═══ Reading text

Emgu.CV.CameraCalibration

References

EMGU Reference
OpenCV Reference
OpenCV Use Reference

Downloads

Source Code V1.0

Example

The following example shows the use of the camera calibration function within EMGU. The function of this library is to allow the automatic calibrate of a cameras FOV. When wide angle 'fisheye' lenses are used in photography a curvature effect can be observed. This type of lens maximises the FOV and is commonly seen in pin-hole camera. The following example shows the the use of the CameraCalibration class in correcting this error. The same class can also be used for producing distortion filters if required.


Camera Calibration

BeforeAfter


Camera Distortion

BeforeAfter


Software

Before


Pre-Requisites

The code provided should run straight out of the Emgu.Example folder (V2.4.2), extract it to this location. If the code fails to execute re-reference the EMGU libraries and include the required opencv dlls in the bin directory. Note that the project is set to build to the output path "..\..\..\bin\" you may wish to change this if you don't extract to the EMGU.Example folder.

To run calibration you will require a chess board. There is one available here (,pdf) (or png here), print this out and place it onto a flat surface. If you want to generate a distortion filter place it onto a curved surface or try one of the pre filtered chessboard, Filter Chessboard 1, Filter Chessboard 2.


EMGU Coding Level: While the coding is not advanced the rated level for this example is Intermediate. This is not designed as a beginners tutorial and general knowledge of the EMGU video capture example is expected.


The Code

The code provided in this sample is basic there is little or no error checking. Support is available through the Forums but please try and examine the code before saying it doesn't work for you. The code is not optimised instead is better formatted to provided an understanding of the stages involved.

══════
═══ Given information

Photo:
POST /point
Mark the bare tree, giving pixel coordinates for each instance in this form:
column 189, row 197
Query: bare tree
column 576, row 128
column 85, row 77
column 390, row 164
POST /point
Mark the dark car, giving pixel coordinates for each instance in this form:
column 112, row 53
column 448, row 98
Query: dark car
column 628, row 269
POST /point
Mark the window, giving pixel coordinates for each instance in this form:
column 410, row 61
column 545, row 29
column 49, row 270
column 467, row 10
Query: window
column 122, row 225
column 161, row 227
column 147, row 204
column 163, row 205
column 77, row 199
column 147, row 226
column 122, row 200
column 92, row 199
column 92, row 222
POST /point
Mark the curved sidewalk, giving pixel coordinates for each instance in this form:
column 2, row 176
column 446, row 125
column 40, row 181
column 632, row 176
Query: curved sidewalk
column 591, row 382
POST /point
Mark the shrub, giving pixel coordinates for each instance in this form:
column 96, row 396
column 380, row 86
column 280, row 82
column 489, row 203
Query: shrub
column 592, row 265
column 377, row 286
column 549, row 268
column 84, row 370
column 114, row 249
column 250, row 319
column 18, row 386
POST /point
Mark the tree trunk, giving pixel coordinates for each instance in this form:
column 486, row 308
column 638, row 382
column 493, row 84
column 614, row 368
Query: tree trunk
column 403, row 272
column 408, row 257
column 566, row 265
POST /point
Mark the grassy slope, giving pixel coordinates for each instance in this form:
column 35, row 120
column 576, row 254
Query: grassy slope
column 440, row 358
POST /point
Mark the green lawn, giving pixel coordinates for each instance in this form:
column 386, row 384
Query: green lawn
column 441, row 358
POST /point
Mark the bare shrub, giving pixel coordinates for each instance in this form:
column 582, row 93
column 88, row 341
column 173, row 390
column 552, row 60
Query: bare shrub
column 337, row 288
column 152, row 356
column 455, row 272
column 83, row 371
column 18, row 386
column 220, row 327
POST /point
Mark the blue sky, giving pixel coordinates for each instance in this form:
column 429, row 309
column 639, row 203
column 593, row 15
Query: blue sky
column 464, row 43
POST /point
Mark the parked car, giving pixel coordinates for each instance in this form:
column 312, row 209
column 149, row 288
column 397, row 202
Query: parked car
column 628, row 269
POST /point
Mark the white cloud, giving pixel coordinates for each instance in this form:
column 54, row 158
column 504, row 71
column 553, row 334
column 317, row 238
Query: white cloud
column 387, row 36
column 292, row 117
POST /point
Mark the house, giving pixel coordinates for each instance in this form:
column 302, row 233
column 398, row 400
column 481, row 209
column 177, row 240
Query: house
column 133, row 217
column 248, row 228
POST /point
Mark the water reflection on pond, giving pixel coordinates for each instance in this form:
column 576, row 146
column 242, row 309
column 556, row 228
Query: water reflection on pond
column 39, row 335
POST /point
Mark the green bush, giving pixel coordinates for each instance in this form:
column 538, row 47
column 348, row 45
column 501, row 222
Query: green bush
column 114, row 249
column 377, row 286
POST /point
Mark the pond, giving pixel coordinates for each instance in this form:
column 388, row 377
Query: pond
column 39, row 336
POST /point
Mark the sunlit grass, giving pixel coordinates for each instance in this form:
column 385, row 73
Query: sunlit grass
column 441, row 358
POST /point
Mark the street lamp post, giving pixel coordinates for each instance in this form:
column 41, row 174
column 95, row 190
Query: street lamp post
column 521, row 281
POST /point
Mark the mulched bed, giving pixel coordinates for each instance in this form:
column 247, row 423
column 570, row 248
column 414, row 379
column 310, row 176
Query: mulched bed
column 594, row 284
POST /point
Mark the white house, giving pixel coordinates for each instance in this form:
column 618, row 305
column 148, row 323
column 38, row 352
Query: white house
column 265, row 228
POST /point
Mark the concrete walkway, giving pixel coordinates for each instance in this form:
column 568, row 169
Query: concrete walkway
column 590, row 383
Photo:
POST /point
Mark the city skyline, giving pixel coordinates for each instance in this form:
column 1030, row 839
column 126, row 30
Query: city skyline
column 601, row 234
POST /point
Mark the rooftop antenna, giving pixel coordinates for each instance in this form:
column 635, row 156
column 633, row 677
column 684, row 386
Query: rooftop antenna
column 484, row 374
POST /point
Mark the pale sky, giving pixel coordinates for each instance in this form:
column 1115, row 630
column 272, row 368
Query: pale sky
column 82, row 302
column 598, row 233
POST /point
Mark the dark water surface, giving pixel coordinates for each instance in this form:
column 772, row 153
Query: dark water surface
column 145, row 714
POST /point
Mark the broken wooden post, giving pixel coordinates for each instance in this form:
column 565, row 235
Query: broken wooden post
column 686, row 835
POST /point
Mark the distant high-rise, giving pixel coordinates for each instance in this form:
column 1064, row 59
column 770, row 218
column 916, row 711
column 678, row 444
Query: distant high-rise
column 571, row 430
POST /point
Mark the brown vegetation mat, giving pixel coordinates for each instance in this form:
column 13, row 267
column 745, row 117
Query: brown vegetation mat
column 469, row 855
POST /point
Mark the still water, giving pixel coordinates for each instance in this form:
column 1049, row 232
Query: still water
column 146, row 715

══════

### Your instructions
Carry on the EMGU camera calibration article from the point where it ends.

### Result of this task
Camera Calibration works by producing a scene view, formed by projecting 3D points into the image plane using a perspective transformation more informations is available here and here.

To initiate the correction routine fill in the variables and select to go button. This will be re-enabled once the set number of frames has been acquired. The image will initially display the tracked points from the chessboard so you can observe it's ability before calibration.


The Code: Variables

Setting of the chessboard size is achieved using width and heigh variables try playing with these and with a larger chessboard to see what effects they have on calibration.

const int width = 9;//9 //width of chessboard no. squares in width - 1
const int height = 6;//6 // heght of chess board no. squares in heigth - 1
Size patternSize = new Size(width, height); //size of chess board to be detected


These buffers store the relevant information for calculating the calibration there default is set to 100 by the image buffer. This is overwritten by the software remember the larger the value the longer it will take to calculate it will have to deal with 100*(9*6)=5400 point relations if the current maximum buffer size is used.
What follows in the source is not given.